Direction:
Lay out every line of the rows below as a JSON list of strings, one string per line, with blank lines left out. Leave the pictures out of the answer.

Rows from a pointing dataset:

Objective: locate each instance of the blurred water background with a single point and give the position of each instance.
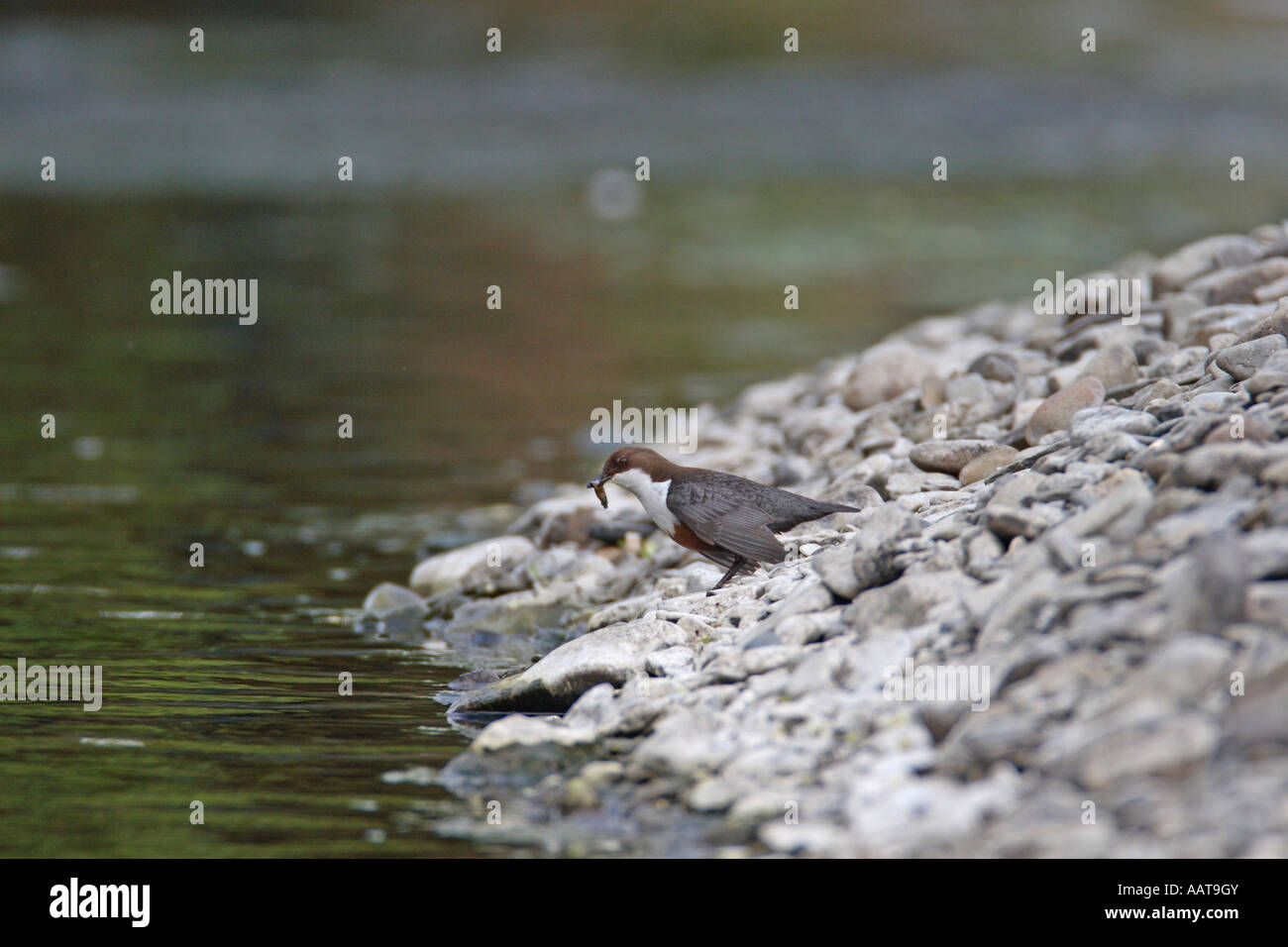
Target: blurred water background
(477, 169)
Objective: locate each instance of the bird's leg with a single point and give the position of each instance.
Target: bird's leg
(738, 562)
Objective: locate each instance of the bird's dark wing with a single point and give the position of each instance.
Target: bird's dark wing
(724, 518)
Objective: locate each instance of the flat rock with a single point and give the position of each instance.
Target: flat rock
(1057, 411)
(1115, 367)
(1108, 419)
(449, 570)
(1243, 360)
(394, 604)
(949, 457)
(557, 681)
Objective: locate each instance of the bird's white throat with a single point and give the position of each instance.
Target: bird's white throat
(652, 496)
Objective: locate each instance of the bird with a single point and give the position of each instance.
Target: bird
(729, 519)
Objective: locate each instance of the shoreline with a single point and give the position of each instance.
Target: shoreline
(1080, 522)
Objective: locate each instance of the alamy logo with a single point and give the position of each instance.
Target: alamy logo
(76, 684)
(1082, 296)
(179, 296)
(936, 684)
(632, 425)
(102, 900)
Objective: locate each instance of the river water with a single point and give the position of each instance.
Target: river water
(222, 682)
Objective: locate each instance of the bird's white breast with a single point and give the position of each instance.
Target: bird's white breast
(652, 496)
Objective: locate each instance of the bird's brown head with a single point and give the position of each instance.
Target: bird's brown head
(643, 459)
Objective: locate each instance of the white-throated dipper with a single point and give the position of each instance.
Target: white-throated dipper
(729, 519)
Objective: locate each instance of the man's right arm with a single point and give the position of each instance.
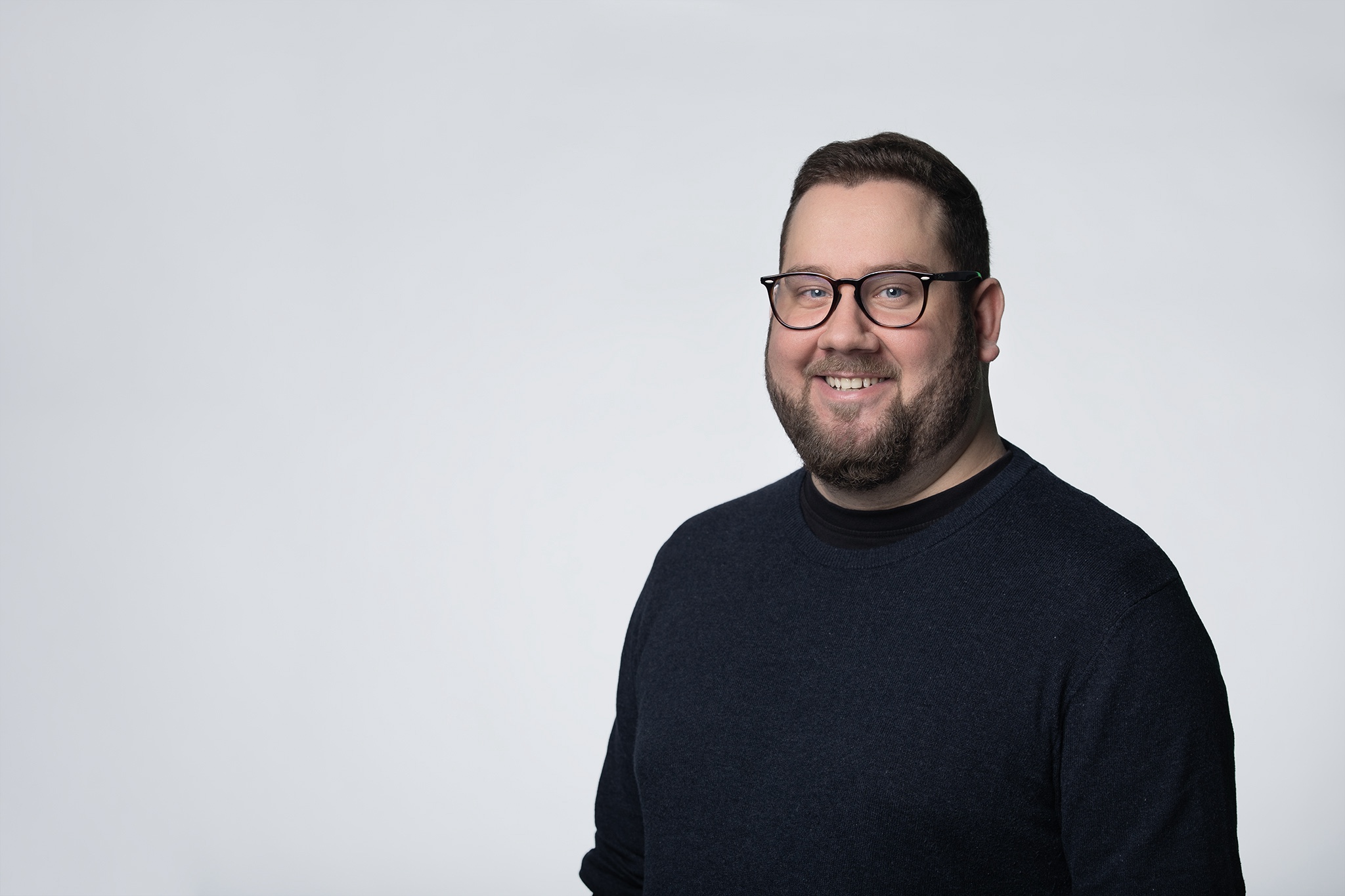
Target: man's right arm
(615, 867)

The completed task:
[
  "Objective: locate each instance of the blurred water background with a single point and give the position of each instance.",
  "Target: blurred water background",
  "(477, 169)",
  "Objective: locate each instance of the bird's leg with a single point and give the position of each instance.",
  "Target: bird's leg",
  "(738, 562)",
  "Objective: locate each instance of the bird's dark wing with a single point and give the position of each instance.",
  "Target: bird's dark wing",
  "(724, 518)",
  "Objective: locate each instance of the flat rock with a single point and give the position of each instance.",
  "Target: flat rock",
  "(1057, 411)",
  "(1115, 367)",
  "(1108, 419)",
  "(449, 570)",
  "(1243, 360)",
  "(394, 604)",
  "(949, 457)",
  "(557, 681)",
  "Objective: locate each instance of the bird's white throat with a single point and give the position of each instance.",
  "Target: bird's white throat",
  "(652, 496)",
  "Objective: locate each instance of the bird with a single point and give the position of each instance.",
  "Target: bird",
  "(729, 519)",
  "Objective: locate each instance of the shoreline with a single point and give the position of each instance.",
  "Target: shoreline",
  "(1080, 522)",
  "Objective: locate each instance of the alamy logo with a single point and give the position of each instance.",
  "Target: alamy logo",
  "(76, 684)",
  "(1082, 296)",
  "(179, 296)",
  "(936, 684)",
  "(632, 425)",
  "(102, 900)",
  "Objective: locate each instance of the river water with a single point and give the position of each instance.",
  "Target: river water",
  "(222, 682)",
  "Objective: locate each instance of the bird's white breast with a single point and give the position of each instance.",
  "Target: bird's white breast",
  "(652, 496)",
  "Objective: locate each instance of the bird's brown head with a single point and give the position of each instance.",
  "Target: bird's brown head",
  "(643, 459)",
  "Objective: locate each instance of the white-throated dipper with a single point and give the position of each instance.",
  "Target: white-throated dipper",
  "(729, 519)",
  "Objective: locate each instance of the man's right arm with a single point and give the position of each instance.",
  "Target: man's right arm",
  "(615, 867)"
]